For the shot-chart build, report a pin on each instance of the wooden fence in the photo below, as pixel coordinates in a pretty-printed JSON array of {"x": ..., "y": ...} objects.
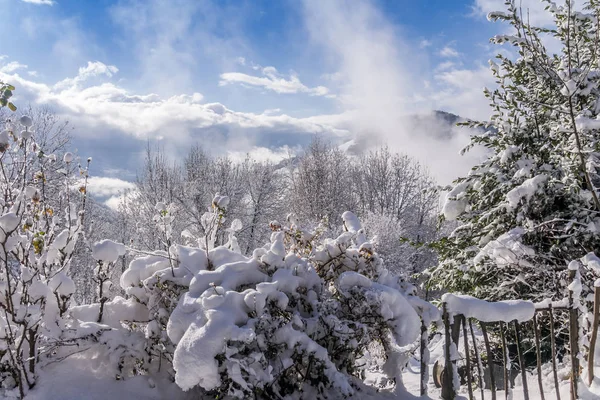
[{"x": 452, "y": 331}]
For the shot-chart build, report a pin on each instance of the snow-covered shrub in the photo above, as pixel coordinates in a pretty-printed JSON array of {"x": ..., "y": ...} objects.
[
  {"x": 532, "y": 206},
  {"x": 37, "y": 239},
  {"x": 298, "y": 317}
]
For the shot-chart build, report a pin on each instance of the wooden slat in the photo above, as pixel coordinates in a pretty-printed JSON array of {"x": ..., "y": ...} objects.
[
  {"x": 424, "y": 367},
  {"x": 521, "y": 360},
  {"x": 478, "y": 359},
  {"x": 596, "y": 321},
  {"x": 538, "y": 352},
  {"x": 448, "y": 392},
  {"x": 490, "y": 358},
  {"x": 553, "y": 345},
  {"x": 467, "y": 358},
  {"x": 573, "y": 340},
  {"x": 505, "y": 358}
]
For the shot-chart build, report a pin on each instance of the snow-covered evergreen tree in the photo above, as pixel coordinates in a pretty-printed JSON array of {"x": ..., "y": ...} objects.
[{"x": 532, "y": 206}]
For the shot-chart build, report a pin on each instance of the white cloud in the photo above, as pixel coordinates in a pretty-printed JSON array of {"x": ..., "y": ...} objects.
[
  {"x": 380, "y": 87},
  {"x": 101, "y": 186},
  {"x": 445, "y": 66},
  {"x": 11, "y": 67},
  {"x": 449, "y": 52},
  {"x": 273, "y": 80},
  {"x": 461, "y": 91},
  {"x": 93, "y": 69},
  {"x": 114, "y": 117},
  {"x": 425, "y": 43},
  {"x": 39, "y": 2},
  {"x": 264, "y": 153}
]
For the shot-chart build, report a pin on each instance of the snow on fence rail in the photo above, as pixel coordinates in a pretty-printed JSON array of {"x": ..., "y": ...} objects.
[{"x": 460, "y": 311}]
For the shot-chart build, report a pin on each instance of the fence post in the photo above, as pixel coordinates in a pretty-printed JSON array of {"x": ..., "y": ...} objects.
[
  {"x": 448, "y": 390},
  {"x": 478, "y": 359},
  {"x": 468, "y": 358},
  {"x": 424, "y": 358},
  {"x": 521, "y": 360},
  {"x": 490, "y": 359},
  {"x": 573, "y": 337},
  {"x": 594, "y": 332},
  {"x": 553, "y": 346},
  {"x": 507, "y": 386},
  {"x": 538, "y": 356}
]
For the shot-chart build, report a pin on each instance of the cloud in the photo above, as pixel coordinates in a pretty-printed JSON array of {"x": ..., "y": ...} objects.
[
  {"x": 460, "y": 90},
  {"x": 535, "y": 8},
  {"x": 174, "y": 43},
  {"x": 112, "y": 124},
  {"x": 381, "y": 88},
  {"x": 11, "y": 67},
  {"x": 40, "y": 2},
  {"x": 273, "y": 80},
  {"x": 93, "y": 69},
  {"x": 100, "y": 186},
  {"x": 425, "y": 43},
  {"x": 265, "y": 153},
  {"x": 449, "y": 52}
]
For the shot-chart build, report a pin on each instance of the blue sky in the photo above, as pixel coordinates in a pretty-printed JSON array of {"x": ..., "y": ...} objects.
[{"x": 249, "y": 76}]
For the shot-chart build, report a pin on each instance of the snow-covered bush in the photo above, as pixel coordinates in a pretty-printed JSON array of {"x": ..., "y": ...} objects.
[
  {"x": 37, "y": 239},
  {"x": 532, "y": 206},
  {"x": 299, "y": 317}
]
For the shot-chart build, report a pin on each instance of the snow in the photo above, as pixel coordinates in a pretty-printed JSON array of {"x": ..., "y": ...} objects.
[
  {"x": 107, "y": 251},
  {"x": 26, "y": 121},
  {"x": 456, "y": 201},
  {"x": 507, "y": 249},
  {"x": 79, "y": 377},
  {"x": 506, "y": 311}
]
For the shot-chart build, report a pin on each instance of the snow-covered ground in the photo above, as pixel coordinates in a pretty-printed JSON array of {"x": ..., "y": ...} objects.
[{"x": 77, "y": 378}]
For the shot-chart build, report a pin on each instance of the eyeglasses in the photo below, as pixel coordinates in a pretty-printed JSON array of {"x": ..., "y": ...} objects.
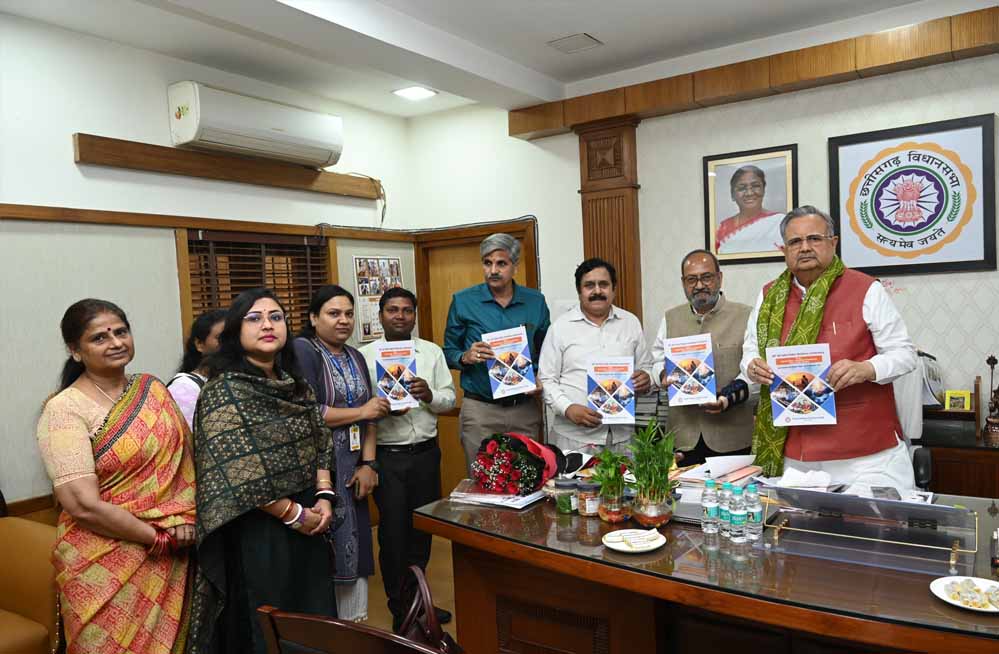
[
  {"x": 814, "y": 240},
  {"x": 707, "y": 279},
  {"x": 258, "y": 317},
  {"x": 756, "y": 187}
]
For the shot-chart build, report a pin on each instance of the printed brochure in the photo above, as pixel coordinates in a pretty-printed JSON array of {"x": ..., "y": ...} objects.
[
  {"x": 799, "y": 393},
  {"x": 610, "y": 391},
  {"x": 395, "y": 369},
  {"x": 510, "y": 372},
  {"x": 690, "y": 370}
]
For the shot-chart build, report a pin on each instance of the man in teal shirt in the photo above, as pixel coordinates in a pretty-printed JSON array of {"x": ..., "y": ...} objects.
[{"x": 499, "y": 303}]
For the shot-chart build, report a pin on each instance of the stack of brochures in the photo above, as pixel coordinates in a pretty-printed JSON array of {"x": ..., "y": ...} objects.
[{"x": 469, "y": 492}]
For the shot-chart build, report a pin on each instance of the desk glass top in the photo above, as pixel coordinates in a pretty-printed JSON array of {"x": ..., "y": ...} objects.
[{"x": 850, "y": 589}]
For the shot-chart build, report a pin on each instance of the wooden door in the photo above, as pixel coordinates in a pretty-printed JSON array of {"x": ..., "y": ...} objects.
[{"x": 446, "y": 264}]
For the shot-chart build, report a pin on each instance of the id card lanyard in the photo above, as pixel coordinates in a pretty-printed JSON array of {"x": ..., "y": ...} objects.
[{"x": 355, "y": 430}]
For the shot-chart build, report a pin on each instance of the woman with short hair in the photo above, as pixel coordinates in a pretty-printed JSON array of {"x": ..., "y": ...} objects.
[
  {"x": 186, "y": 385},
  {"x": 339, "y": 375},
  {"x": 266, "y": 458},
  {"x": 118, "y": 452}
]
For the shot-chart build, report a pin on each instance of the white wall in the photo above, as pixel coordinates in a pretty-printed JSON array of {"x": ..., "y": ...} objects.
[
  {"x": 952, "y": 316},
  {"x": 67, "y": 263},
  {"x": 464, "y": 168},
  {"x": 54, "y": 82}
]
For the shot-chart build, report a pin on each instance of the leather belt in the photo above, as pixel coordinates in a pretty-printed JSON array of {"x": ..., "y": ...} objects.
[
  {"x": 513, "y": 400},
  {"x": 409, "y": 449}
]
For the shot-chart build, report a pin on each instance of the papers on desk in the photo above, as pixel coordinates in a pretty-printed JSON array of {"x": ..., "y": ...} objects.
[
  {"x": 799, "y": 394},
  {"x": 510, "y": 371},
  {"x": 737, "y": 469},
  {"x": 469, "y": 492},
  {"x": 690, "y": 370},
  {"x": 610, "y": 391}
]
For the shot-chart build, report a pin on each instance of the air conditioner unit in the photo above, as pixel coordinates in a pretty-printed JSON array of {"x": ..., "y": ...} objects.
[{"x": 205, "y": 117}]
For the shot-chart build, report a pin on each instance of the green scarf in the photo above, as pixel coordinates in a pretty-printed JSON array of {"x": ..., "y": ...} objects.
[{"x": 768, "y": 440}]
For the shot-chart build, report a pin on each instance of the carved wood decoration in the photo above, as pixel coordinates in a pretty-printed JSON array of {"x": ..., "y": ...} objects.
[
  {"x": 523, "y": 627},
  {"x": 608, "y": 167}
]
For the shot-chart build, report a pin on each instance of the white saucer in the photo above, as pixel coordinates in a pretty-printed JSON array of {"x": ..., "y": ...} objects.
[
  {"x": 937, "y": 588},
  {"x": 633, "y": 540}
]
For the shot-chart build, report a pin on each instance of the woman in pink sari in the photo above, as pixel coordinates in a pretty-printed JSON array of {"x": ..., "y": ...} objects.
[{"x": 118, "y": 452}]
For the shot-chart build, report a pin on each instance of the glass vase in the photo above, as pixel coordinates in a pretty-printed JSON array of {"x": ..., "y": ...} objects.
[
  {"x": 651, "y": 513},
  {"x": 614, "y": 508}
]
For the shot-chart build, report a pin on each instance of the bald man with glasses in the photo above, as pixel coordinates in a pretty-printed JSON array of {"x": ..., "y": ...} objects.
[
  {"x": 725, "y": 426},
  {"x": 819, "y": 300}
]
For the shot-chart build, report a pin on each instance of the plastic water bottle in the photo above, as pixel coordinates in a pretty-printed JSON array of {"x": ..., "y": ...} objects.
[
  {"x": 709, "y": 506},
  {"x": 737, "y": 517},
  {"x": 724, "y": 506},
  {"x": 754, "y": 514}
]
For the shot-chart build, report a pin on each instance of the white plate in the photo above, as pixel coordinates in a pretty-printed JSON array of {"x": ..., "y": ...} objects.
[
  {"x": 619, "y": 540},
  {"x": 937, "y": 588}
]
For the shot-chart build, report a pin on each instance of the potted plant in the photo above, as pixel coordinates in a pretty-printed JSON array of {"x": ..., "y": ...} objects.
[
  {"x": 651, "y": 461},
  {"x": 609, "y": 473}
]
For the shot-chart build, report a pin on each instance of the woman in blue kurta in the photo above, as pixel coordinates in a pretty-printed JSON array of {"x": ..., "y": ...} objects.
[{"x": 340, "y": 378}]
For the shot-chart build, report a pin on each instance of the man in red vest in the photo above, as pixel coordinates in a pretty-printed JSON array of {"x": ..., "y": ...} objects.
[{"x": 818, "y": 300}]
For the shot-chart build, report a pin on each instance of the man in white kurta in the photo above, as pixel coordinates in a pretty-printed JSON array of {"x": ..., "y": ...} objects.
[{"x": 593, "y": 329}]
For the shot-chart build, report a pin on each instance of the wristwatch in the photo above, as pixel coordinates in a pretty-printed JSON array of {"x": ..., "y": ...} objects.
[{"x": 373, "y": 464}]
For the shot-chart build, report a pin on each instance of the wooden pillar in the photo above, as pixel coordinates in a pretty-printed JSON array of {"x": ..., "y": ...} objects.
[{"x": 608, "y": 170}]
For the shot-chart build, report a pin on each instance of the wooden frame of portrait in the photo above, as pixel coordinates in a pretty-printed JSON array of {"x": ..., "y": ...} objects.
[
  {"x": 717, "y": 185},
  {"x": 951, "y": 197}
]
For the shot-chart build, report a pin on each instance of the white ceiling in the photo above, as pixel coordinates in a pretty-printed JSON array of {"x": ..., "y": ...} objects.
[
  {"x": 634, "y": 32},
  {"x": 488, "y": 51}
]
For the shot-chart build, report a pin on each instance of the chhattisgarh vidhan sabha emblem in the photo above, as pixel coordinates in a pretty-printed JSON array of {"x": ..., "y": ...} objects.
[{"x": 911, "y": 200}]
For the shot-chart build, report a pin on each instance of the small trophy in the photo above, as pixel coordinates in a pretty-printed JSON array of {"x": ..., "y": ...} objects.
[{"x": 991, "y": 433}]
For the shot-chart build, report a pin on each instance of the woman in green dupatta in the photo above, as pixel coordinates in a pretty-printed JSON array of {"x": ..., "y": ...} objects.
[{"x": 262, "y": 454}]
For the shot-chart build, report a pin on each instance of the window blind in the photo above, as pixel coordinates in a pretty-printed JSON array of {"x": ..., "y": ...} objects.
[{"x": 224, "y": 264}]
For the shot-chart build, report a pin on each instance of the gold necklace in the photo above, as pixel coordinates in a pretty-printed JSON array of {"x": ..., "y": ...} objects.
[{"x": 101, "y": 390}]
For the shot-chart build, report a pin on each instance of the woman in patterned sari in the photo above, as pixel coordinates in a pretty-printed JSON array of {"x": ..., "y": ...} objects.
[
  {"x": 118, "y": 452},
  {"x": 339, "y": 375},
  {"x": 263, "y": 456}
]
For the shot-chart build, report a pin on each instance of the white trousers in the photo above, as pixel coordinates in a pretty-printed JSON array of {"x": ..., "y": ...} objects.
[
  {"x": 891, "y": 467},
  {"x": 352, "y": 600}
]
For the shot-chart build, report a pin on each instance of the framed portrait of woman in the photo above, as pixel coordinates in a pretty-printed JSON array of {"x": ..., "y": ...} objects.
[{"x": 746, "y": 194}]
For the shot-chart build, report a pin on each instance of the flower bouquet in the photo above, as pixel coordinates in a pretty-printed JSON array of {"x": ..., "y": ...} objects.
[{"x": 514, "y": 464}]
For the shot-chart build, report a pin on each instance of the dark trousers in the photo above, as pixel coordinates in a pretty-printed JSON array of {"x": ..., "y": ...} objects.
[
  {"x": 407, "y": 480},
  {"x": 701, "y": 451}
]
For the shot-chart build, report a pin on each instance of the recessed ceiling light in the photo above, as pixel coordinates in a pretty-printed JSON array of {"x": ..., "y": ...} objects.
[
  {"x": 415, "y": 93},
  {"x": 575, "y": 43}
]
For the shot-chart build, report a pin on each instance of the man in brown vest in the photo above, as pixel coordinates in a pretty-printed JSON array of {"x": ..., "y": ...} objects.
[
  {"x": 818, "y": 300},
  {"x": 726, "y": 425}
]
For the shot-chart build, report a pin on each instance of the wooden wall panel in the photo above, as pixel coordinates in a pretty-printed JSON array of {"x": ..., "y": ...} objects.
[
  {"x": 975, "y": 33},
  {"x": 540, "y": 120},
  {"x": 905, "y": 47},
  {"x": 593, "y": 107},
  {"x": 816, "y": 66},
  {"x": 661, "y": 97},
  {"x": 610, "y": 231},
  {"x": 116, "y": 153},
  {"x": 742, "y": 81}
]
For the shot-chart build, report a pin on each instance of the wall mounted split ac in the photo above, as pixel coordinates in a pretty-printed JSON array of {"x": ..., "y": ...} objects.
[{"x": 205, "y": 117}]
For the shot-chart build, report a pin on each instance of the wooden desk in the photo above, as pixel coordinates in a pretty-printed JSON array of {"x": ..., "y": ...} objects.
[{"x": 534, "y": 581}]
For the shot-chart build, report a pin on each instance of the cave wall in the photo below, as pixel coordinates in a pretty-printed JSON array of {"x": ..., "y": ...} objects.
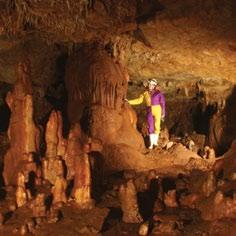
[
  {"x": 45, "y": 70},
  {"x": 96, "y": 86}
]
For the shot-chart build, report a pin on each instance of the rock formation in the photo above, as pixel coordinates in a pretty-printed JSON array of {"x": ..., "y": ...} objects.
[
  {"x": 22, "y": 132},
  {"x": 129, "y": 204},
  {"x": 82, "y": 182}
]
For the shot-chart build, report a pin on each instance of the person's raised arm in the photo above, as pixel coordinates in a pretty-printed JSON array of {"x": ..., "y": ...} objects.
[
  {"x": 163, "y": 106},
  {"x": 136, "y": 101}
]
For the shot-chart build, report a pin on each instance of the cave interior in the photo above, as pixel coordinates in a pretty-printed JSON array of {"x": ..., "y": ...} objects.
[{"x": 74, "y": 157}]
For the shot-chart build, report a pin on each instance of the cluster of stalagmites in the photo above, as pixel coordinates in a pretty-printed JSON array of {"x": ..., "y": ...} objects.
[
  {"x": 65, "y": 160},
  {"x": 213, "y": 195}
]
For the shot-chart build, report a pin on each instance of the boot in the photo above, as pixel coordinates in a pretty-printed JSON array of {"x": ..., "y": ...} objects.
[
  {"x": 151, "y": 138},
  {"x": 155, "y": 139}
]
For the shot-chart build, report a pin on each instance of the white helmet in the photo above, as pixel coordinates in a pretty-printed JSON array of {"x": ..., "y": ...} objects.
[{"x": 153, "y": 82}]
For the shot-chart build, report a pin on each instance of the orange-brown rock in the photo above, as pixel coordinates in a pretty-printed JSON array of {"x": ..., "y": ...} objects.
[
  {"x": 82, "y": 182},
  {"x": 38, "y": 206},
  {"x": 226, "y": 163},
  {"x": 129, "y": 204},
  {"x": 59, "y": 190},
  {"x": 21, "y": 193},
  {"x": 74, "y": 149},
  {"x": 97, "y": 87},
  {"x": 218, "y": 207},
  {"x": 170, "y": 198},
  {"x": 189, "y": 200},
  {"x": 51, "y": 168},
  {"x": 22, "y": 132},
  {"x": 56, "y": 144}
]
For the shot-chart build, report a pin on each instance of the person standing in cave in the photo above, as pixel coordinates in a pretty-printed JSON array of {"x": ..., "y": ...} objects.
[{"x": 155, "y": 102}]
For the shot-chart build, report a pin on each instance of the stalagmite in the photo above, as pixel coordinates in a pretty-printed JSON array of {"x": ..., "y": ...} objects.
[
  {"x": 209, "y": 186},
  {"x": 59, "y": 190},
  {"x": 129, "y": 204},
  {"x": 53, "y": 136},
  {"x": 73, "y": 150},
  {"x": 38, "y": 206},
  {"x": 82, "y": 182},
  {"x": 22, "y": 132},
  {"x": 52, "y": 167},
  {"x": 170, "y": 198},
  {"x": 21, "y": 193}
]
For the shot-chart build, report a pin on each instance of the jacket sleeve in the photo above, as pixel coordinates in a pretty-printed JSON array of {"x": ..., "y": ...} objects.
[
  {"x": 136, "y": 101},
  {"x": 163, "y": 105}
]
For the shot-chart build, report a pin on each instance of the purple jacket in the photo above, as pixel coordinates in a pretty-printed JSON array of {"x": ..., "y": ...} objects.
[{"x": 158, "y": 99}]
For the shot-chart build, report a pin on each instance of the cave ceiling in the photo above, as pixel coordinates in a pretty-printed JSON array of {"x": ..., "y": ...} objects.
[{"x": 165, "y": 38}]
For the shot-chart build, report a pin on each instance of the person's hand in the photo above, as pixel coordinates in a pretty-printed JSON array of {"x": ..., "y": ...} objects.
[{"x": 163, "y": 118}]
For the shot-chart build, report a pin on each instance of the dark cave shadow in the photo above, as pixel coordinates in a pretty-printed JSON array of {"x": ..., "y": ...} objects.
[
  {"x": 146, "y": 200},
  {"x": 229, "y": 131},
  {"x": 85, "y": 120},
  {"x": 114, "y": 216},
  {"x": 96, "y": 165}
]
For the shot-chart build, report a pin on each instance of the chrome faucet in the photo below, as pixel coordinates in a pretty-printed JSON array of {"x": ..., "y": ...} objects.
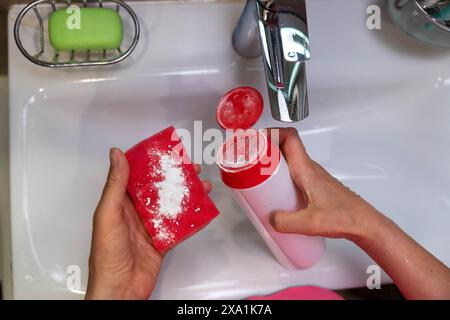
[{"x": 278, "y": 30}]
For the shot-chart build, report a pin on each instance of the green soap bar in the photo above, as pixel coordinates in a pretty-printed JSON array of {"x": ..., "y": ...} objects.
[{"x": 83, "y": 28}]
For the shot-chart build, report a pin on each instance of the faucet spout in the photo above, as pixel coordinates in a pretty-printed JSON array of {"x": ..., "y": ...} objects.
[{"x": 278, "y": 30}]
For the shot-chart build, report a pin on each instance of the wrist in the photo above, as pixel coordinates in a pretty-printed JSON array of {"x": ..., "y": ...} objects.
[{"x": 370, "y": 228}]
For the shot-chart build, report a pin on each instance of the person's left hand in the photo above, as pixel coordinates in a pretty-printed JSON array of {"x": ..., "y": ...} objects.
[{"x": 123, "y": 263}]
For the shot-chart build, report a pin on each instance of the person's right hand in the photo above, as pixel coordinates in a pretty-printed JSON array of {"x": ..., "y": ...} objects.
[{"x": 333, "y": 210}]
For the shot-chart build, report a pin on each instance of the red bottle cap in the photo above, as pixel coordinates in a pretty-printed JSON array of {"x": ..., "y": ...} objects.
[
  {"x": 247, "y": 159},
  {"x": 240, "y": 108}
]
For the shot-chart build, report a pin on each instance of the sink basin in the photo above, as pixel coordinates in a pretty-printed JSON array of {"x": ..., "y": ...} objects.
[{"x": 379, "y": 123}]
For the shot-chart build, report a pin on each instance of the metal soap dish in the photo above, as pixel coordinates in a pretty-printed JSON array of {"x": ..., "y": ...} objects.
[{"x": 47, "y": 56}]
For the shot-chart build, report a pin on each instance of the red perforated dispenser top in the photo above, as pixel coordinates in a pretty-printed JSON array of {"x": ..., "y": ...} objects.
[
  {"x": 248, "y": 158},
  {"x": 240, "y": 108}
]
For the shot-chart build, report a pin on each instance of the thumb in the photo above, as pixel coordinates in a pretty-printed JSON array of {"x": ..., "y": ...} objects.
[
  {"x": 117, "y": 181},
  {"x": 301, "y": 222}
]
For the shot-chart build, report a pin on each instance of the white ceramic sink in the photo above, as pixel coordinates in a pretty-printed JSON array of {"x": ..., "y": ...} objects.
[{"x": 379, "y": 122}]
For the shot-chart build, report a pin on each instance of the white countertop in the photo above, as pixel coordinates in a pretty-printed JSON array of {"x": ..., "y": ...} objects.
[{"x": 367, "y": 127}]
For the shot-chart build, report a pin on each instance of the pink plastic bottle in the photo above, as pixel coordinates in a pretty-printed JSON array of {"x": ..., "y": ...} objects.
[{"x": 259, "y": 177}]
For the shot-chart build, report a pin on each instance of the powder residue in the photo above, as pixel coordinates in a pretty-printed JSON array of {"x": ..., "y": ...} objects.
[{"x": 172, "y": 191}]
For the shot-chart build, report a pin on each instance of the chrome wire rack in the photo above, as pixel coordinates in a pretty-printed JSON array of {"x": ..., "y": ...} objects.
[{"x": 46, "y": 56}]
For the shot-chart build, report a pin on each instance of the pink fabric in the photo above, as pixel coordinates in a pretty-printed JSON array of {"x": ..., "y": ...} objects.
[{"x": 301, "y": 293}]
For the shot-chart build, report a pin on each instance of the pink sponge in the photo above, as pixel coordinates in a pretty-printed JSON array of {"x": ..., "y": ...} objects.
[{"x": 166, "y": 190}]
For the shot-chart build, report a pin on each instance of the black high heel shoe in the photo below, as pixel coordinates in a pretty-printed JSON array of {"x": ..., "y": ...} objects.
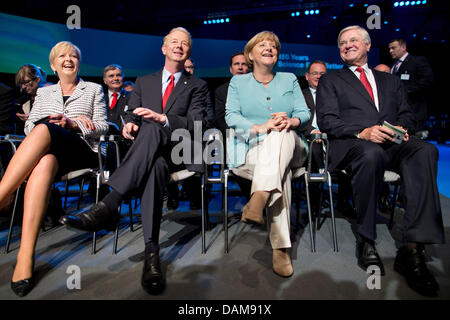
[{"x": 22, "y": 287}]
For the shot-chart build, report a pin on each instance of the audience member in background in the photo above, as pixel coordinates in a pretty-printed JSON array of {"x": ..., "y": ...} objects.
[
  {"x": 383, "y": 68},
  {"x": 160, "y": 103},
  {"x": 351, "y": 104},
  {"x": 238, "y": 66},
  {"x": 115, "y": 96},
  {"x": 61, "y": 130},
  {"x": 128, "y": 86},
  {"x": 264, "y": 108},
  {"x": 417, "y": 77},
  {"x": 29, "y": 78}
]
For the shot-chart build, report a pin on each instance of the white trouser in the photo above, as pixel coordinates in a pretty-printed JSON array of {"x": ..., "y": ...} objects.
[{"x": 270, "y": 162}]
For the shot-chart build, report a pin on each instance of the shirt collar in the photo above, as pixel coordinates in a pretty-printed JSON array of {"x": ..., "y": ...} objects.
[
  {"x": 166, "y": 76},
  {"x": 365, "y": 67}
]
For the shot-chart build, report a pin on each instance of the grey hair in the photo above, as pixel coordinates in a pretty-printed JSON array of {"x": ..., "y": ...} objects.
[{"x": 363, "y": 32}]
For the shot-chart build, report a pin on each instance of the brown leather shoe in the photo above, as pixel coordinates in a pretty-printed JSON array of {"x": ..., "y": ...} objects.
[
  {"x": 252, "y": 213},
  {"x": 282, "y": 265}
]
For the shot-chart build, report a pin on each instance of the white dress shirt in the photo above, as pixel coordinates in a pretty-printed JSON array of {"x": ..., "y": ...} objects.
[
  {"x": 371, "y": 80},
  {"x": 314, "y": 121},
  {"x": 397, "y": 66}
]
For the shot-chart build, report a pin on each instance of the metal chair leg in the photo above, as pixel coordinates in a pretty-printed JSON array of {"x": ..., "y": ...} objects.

▶ **Task description**
Return every line from the one holding "of the audience" through the end of the data, exactly as it appears, with both ends kept and nothing else.

▶ **Exercise output**
For the shot-chart build, report a pin on each instance of the audience member in background in the photo above, as pixel coordinates in a pretty-printed JSON array of {"x": ..., "y": ...} objects.
[
  {"x": 383, "y": 68},
  {"x": 160, "y": 103},
  {"x": 351, "y": 104},
  {"x": 238, "y": 66},
  {"x": 115, "y": 96},
  {"x": 61, "y": 130},
  {"x": 128, "y": 86},
  {"x": 264, "y": 108},
  {"x": 417, "y": 77},
  {"x": 29, "y": 78}
]
For the shot-chart build, report a pin on each instance of the white trouser in the photo above, as pixel coordinates in a pretty-printed JSON array of {"x": ..., "y": ...} objects.
[{"x": 270, "y": 162}]
For the shot-chart build, report a pin on each instance of the shirt collar in the photo above, as pixel coordinates in a pretty-printed JSON array of {"x": ..., "y": ...} objects.
[
  {"x": 166, "y": 76},
  {"x": 365, "y": 67}
]
For the shot-chart build, report a pin on each instance of the grey hair in the photo above, as pixel coordinates in a pretty-printed JSON array of {"x": ..., "y": ...} objects.
[{"x": 363, "y": 32}]
For the shot-chart build, report a pin on each instance of the brown leather shoe in the photo above, as pixel coordinates in a pretty-printed JSON array of {"x": ..., "y": ...} objects.
[
  {"x": 252, "y": 213},
  {"x": 282, "y": 265}
]
For the shot-chart build, report a pin on each instance of the white dress shirt in the photo above, as pixel coordinates in a pretty-printed JSON array of {"x": ..., "y": ...} objects.
[
  {"x": 371, "y": 80},
  {"x": 314, "y": 121},
  {"x": 397, "y": 66}
]
For the shot-chart build, report a pin on each instance of the metal chair leg in the photo above, as pixel coordinates in a pretty-printed JSON array of {"x": ..., "y": ...} objects.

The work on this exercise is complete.